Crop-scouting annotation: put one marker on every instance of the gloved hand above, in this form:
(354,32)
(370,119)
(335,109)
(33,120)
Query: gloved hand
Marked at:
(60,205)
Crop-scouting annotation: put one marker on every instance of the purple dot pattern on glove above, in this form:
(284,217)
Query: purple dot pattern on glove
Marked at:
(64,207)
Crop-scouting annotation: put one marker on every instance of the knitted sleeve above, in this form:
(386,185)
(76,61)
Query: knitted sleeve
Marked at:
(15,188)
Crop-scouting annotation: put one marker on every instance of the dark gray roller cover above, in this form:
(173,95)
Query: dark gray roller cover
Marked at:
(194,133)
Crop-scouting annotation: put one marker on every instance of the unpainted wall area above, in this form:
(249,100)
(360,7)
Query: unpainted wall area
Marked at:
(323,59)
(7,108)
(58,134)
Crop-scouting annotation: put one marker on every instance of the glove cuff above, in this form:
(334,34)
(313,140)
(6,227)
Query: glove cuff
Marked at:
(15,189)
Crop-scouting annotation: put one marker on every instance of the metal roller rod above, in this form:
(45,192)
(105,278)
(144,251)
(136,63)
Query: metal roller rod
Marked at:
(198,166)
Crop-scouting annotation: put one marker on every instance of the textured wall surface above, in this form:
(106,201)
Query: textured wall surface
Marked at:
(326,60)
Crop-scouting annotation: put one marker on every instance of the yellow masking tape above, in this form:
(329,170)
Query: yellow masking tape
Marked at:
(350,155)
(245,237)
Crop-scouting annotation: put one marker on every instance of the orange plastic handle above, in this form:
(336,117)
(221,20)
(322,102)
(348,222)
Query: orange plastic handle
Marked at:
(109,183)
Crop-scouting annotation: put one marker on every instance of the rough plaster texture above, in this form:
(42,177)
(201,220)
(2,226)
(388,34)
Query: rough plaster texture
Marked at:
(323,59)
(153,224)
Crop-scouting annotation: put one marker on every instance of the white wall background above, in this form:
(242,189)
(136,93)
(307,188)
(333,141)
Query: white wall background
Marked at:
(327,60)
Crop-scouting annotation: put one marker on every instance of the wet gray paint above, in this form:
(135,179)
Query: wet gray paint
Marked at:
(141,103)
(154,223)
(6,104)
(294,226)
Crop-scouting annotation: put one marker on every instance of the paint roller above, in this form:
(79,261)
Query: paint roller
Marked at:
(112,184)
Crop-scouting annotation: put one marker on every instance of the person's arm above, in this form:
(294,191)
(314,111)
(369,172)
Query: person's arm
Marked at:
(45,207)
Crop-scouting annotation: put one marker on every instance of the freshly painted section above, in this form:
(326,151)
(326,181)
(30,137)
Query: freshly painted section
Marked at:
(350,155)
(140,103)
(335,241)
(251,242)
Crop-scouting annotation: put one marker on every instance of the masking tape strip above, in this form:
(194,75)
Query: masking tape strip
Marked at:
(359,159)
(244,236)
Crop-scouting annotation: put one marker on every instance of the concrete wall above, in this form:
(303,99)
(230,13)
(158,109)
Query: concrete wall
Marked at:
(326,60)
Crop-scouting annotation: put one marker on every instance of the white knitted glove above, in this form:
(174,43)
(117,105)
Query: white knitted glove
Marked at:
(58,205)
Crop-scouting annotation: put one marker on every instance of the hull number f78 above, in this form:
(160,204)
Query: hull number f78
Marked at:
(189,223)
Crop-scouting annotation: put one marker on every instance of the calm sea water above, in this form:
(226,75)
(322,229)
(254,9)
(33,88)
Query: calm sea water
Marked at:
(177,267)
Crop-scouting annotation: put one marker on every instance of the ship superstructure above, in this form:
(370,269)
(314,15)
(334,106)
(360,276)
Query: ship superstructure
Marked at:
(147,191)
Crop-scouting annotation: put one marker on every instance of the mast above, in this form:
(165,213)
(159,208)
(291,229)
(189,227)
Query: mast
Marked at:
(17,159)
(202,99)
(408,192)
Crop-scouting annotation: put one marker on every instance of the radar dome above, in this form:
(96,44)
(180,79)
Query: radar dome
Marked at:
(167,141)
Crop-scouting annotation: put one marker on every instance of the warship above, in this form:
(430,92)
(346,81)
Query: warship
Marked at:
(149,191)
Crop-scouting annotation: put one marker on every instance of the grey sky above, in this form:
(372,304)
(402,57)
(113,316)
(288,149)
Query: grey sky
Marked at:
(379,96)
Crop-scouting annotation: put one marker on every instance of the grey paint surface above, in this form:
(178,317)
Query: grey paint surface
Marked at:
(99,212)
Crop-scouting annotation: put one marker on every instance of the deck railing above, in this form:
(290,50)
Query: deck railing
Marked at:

Task description
Repeat, word for word, every line from the line that contains "of the warship" to the end of the entries; include both of those lines and no others.

Reply to the task
Crop-scouting annotation: put one marker on every instance of the warship above, in this form:
(430,92)
(346,81)
Query: warship
Marked at:
(149,191)
Crop-scouting annotation: put one marker on every instance of the grey sky above, in this form:
(372,304)
(402,57)
(113,316)
(288,149)
Query: grey sky
Marked at:
(379,96)
Crop-scouting annotation: put one marker on every instance of the grey paint surface above, in this form:
(178,317)
Query: grey paint surface
Marked at:
(99,212)
Crop-scouting annotation: put one marker on every instance of the deck railing above, in this form:
(290,50)
Query: deck railing
Marked at:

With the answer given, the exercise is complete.